● **Task**: Which lines in the listing below contain the word "rustic"? Report each of those lines in full.

(Part of a data file)
········

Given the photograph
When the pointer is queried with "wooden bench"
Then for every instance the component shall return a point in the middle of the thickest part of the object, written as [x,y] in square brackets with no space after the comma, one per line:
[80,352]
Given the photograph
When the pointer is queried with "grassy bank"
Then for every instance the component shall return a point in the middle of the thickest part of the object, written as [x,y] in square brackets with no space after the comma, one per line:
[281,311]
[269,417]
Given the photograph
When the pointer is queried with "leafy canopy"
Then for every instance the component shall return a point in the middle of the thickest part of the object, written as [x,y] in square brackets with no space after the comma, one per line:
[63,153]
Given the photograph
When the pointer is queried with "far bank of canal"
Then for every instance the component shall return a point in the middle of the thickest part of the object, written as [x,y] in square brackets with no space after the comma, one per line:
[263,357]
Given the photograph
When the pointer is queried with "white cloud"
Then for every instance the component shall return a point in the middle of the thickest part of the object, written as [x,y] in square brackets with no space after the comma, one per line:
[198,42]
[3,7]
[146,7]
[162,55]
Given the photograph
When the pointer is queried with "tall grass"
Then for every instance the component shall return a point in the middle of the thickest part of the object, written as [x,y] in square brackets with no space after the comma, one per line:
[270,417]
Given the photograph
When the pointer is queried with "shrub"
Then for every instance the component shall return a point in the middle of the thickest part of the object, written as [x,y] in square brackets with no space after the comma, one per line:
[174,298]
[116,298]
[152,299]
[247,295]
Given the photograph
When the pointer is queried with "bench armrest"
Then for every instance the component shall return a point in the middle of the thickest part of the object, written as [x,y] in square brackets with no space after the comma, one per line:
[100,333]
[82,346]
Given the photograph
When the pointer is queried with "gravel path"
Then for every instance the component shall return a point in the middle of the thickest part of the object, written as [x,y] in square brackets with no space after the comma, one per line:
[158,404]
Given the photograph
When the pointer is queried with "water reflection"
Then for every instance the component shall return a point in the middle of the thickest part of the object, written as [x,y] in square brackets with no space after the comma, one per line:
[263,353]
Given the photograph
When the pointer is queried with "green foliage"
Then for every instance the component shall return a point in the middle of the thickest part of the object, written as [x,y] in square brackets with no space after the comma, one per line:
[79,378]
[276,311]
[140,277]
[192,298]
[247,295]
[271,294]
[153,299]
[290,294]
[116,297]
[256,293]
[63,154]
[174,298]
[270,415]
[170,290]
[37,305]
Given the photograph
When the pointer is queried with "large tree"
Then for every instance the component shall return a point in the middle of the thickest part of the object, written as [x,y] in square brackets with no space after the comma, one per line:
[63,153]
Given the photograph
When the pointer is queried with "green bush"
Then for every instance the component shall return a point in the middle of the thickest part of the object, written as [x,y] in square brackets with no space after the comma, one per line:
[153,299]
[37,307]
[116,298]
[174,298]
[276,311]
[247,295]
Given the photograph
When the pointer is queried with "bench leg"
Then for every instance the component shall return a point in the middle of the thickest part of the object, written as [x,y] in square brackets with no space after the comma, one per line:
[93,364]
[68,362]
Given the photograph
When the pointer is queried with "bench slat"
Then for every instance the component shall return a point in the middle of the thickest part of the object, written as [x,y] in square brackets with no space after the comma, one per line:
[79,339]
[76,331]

········

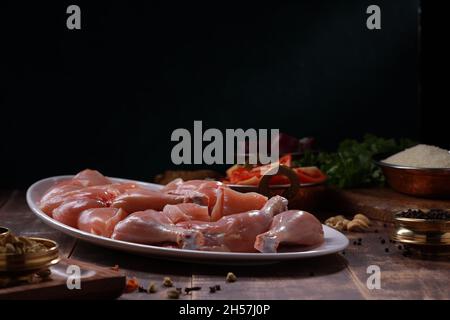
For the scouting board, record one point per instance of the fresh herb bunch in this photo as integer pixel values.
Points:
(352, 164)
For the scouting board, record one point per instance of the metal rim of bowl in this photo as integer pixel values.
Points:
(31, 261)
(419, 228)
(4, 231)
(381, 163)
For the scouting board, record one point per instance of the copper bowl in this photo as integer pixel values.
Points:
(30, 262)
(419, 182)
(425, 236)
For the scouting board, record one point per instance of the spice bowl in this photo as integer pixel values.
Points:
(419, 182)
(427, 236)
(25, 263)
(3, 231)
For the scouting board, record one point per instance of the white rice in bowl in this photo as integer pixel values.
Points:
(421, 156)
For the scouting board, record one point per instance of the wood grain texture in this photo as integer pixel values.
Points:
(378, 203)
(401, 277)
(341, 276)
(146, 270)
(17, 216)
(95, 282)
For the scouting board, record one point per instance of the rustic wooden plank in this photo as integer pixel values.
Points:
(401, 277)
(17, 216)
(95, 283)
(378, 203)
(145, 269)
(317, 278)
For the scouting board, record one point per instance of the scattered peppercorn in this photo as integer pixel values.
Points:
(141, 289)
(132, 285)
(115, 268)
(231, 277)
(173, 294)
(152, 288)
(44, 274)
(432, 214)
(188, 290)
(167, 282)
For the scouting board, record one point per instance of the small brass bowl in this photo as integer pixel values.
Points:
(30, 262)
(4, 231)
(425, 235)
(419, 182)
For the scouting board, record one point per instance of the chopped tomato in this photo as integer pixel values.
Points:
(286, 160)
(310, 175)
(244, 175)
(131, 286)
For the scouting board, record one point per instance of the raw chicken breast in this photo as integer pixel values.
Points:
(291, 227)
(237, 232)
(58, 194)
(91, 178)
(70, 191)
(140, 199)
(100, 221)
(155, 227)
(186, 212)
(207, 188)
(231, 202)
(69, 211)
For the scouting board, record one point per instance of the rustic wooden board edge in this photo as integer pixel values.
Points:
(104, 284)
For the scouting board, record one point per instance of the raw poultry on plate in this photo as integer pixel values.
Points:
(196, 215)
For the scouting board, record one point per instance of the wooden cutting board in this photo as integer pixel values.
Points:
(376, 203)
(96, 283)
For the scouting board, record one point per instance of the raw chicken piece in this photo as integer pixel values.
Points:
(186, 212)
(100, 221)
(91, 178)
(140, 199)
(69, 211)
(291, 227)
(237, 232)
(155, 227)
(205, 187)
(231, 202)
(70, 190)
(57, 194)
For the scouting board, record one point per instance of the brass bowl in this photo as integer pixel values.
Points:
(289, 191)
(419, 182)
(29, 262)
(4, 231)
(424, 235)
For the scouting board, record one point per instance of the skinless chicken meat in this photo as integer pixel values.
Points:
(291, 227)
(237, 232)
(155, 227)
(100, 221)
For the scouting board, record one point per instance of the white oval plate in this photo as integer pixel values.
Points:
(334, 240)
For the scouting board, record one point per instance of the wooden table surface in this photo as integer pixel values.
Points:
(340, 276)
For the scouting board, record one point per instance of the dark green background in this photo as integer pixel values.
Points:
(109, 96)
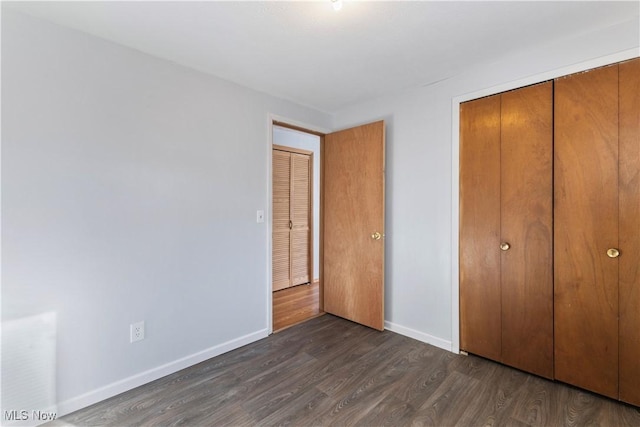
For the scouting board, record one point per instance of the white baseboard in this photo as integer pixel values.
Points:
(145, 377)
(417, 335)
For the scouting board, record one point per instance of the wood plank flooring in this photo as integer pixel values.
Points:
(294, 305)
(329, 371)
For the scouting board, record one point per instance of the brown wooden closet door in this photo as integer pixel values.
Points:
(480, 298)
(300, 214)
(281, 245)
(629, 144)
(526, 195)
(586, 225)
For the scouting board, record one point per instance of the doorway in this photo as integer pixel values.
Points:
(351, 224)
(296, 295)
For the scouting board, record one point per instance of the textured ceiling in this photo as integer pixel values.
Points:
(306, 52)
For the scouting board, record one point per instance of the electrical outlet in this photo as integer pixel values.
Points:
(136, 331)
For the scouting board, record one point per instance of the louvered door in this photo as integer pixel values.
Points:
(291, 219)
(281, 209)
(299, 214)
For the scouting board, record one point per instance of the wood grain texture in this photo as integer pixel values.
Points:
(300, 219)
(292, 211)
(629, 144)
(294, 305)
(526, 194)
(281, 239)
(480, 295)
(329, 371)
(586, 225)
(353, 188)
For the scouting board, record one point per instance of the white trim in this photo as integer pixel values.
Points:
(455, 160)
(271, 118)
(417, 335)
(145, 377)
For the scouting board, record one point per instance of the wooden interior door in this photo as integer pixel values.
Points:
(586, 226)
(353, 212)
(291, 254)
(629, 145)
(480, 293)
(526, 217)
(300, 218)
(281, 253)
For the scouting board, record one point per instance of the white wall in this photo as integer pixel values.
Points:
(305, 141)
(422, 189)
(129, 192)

········

● **Complete answer**:
For the scouting board, record one point per instance of the rustic wooden plank in this photo as integer pixel values.
For the scouting board, record one point per instance of the rustic wooden board edge in this photo as integer pixel values.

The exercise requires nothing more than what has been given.